Retype the listing exactly. Leave out the images.
===
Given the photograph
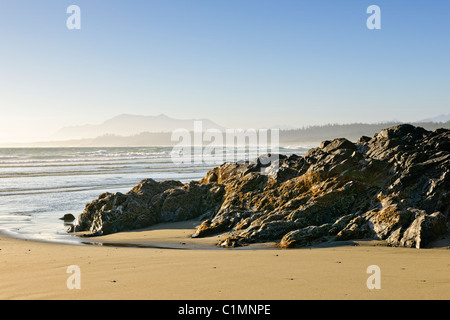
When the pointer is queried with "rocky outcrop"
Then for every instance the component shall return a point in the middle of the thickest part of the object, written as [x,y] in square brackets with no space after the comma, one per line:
[394,187]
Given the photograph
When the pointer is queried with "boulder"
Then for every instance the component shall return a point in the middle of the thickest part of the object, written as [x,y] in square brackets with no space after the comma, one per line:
[393,187]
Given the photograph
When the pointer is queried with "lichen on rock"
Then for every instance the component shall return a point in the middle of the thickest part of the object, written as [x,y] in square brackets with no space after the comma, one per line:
[393,187]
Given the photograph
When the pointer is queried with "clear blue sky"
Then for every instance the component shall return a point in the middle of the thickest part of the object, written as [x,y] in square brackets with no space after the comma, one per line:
[241,63]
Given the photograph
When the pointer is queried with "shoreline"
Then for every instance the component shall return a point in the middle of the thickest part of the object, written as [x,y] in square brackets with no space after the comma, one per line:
[38,270]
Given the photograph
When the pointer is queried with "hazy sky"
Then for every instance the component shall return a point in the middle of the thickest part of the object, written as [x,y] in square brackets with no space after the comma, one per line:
[241,63]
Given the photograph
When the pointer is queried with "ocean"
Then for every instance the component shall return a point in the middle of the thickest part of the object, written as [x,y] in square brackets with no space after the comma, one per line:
[38,186]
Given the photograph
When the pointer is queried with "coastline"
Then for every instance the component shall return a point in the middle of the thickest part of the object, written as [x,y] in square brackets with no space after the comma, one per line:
[38,270]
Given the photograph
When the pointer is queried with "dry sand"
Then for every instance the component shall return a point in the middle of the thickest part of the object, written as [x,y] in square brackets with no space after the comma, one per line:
[199,270]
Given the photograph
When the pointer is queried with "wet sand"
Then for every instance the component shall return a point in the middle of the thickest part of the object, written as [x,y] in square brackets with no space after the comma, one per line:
[163,262]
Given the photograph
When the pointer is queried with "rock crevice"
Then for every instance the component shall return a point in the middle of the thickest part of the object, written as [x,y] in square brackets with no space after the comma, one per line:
[393,187]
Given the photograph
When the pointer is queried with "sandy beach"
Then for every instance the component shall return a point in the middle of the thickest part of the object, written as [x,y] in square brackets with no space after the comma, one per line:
[171,265]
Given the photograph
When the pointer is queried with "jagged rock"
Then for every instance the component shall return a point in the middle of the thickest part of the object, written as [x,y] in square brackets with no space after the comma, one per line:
[393,186]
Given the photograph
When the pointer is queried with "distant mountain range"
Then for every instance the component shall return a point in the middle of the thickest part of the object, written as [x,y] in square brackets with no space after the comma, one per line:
[128,124]
[136,131]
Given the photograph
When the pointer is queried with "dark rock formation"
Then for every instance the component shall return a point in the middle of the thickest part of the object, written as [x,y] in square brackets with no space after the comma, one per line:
[394,187]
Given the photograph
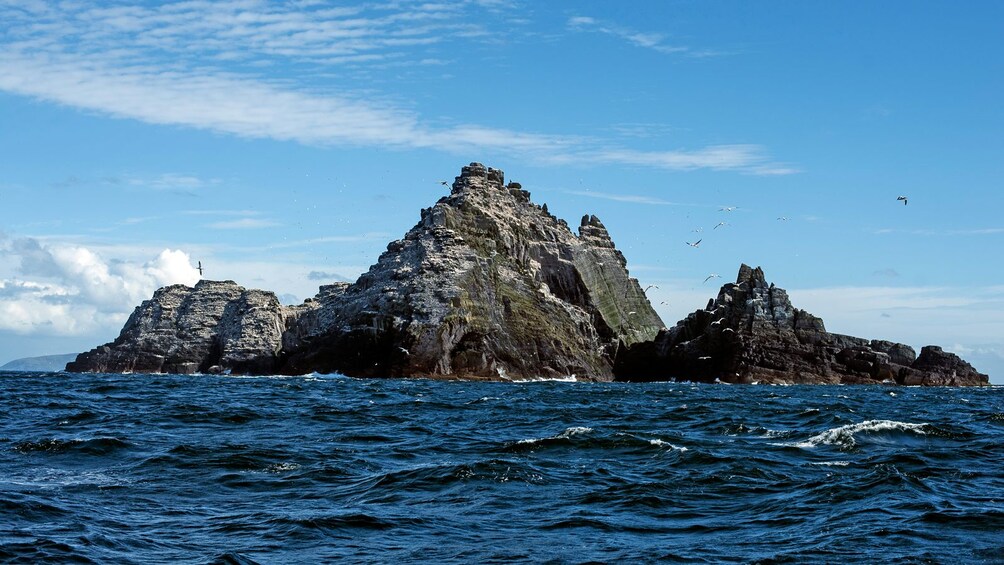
===
**Solution:**
Given the photograph
When the pointer is queried with "rocky outcrop"
Then for every instance the component shall return a point in the middle of the thickest part of the object, written as [x,y] in square brackets with no space after the comma, one per line:
[394,187]
Given the photograph
When the pointer is queried with "boulder"
Then for every instance the component shall return a point in the middle of the thickest part of the object, written as [x,y] in square brackets with no space after the comma, one per line:
[393,187]
Given the photograph
When the pointer is queried with "lichen on rock"
Then for every instance the component shall return a point in the middle of the thickest part of the object, written as [x,y] in square brackets with no space after the comma, one per line:
[393,187]
Given the photograph
When the pointer is queried with "clear blue sky"
Then for every instance the component shall return a point in the middle of the thickest part of the object, written as [x,y] in square brackets with no space after the comma, one per line:
[241,63]
Given the photograph
When the pointer is queried with "shoreline"
Then for every instance the component shall return a point in the middle of the thickest part of the object, written as [x,y] in square brackets with no space after the comma, one per line:
[38,270]
Given the photograph
When the pointer is queried with "hazy sky"
Then for every instance the component shall return a point in the middle of the thickest part of the object, written as [x,y] in square brackets with no space after the comma, one per line:
[241,63]
Given the photograph
When the pointer is queried with "ocean"
Then for every instance the component shall return a point in the middle of the thickest part of the object, written as [x,y] in square brackets with no space after the comma, one per line:
[38,186]
Given the photograph
When the pointer is queried with "coastline"
Then for every instance the component shall return a point in the middle of the thickest part of the object, written as [x,y] in square brackets with no space after the comma, one per line:
[38,270]
Given the photograph
When the pointer is queried with "dry sand"
Then for every instance the component shall return a point in the middle of the thickest part of the object, written as [x,y] in square brackets with no space after the comma, one per line:
[199,270]
Given the photograph
When the pointer is queried with "wet sand"
Then for every instance the component shall return a point in the middle of the thickest part of the object, written as [x,y] in square brackets with no space after the comma, one per line:
[163,262]
Given the photograph
When the pointer is queried with "rock crevice"
Then for every instance the component shall return a point in the middle of the thickest part of the object, written as [x,y] in square brackets with no space after the comma, one per line:
[393,187]
Given the photograph
When the pointer is queried with "sandy beach"
Then for every instance the component shall return a point in the middle of the thickest part of the object, written as [x,y] in square brackets with no space after the comma, one per line:
[171,265]
Given the photograph
When the pointer is queried with "jagged rock"
Then for every instance the component shall return a point in the middle of the thickest part of the object, written as [x,y] in square brackets with no space after the comma, one per line:
[393,186]
Given the photograph
When the pointer is queried with "distant mountain range"
Then for every instance the component shall return a point in the middle of the thickest part of the object, written as [x,y] in square brackets with no space after the comma, one per line:
[128,124]
[136,131]
Given the photograph
When the pointer is queried with "dark rock formation"
Then for every instance the component shall return a point in the middle of the thickest part of the object, written as [x,y] in square brackets with no space after the comma, one per line:
[394,187]
Given the photograph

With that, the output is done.